WHAT TO PRODUCE: Edit the rows starting at the very first one and ending at the line that contains "x=254, y=562": swap "arched doorway" for "arched entrance" and keep everything else the same.

MATERIALS PROVIDED:

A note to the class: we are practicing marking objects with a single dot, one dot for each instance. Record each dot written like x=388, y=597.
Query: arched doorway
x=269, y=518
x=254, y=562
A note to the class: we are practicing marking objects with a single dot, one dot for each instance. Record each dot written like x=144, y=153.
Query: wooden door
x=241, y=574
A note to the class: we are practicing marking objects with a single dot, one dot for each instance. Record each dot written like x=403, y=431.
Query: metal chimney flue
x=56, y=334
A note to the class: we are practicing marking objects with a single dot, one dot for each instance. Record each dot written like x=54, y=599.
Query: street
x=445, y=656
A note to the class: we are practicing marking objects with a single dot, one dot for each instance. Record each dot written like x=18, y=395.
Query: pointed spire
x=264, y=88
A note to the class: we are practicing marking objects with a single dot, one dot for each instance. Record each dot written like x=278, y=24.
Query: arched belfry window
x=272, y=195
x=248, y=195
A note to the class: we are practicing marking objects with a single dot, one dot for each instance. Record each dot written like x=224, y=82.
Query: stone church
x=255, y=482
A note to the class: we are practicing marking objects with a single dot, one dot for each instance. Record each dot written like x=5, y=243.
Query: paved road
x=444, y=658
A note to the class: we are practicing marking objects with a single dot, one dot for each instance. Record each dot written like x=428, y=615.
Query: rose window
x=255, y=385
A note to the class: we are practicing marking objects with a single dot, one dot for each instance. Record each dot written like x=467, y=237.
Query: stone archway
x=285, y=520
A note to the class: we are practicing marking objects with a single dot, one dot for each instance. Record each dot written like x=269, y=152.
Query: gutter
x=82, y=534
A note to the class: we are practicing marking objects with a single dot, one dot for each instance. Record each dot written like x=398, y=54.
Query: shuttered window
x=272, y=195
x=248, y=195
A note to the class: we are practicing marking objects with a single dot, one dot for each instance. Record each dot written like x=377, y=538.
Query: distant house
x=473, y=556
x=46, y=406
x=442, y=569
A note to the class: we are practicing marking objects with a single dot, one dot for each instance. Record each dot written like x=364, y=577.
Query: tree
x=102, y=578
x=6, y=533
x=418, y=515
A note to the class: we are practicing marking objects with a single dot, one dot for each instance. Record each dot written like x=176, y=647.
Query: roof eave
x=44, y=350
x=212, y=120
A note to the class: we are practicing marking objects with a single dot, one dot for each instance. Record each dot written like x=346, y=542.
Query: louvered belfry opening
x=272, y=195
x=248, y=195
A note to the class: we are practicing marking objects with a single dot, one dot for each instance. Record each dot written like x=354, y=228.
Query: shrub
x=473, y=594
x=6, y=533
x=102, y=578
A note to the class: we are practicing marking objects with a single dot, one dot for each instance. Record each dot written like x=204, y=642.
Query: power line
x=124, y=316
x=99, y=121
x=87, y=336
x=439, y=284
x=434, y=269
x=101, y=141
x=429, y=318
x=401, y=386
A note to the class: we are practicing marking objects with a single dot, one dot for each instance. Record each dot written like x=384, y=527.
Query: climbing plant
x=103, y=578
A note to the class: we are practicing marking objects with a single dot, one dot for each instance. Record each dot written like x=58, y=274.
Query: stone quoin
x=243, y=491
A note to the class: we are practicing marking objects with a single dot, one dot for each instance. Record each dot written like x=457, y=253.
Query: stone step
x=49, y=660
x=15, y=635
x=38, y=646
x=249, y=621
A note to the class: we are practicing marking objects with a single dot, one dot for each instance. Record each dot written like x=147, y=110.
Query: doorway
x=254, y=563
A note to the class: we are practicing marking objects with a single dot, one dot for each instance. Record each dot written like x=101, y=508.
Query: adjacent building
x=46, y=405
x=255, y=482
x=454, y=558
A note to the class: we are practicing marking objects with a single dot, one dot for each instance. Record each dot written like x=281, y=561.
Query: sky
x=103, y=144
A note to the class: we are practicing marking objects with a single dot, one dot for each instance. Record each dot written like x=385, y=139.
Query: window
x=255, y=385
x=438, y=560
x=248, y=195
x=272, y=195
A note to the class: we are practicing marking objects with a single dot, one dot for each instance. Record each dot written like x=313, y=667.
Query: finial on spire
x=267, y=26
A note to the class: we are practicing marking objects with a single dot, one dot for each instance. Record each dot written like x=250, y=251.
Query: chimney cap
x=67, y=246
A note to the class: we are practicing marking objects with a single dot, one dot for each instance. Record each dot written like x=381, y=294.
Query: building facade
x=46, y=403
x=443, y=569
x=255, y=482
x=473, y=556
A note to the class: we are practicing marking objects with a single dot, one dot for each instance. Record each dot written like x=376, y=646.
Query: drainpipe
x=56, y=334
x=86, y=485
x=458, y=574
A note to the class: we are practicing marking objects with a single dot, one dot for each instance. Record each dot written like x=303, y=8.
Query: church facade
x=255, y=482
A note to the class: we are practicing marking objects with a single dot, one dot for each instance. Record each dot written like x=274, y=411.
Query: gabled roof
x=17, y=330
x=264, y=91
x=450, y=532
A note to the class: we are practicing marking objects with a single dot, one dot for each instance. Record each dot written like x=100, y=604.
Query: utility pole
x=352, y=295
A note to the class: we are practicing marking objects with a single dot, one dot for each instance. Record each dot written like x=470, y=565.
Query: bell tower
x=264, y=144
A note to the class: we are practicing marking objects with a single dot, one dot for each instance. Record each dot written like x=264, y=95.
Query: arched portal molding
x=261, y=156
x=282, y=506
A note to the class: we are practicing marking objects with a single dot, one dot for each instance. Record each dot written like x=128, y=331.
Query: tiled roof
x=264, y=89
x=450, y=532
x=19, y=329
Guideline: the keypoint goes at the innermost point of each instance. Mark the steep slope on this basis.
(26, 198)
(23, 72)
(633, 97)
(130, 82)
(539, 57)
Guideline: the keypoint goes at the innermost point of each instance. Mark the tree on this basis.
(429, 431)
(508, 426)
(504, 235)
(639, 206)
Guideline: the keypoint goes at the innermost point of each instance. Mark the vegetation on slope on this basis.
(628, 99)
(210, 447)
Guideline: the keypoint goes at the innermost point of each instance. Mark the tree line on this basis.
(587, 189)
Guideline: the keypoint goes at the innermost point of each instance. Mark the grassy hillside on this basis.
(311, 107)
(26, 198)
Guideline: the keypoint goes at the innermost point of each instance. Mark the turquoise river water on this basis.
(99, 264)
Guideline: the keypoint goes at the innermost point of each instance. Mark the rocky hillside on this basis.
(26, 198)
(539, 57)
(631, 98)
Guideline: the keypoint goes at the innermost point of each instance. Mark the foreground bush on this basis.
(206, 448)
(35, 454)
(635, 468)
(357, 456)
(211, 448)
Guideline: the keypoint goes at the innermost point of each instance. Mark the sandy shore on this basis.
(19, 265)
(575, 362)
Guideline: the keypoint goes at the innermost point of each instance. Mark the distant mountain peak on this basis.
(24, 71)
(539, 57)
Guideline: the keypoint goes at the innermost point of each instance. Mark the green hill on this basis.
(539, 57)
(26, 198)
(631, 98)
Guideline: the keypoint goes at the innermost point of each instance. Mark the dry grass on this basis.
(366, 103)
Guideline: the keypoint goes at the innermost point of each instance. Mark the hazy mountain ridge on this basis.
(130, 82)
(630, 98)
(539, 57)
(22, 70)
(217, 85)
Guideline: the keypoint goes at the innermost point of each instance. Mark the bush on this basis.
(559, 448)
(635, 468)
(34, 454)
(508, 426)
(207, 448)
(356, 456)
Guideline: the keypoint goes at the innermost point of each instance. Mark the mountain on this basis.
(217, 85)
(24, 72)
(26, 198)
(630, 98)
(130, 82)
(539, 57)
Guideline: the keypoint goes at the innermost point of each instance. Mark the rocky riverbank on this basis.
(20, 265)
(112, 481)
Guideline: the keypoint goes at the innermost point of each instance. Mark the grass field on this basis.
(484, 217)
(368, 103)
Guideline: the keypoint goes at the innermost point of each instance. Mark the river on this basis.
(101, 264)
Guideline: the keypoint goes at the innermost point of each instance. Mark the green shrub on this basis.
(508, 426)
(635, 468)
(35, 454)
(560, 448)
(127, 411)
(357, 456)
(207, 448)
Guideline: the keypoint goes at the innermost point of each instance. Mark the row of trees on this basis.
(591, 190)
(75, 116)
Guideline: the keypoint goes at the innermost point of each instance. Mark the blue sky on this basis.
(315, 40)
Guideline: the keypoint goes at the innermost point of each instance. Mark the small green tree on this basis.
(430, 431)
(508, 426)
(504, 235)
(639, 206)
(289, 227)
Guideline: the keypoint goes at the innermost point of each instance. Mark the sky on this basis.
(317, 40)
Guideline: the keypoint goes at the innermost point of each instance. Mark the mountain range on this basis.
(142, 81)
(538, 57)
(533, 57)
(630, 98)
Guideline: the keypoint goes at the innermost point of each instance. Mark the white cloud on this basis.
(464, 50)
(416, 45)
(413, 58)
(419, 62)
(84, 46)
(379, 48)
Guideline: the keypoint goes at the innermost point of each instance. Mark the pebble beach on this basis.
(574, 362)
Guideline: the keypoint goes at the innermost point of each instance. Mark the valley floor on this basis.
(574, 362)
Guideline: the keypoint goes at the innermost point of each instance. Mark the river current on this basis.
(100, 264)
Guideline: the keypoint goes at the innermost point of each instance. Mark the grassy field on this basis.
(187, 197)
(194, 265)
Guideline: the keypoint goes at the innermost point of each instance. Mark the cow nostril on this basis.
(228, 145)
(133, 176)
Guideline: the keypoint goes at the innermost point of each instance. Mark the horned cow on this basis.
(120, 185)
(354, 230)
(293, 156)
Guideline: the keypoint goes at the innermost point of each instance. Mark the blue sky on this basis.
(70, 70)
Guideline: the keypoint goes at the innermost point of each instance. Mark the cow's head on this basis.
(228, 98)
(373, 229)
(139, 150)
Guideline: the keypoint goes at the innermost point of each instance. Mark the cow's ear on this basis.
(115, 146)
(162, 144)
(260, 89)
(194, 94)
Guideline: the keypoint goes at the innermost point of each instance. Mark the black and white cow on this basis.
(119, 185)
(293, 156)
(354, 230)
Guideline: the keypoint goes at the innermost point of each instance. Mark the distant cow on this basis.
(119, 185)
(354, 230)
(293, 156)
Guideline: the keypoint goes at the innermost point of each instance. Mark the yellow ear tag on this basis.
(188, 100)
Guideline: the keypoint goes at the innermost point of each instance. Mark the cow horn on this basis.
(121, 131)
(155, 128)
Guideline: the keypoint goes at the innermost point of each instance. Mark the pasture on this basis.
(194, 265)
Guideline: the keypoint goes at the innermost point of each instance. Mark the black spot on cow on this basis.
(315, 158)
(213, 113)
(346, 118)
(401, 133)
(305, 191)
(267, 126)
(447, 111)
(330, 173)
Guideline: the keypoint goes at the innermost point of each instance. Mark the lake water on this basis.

RESULT OF THIS EXERCISE:
A note to the class: we are practicing marking objects with a single dot, one dot for each instance. Record each dot written like x=388, y=597.
Query: arched entrance
x=269, y=518
x=254, y=562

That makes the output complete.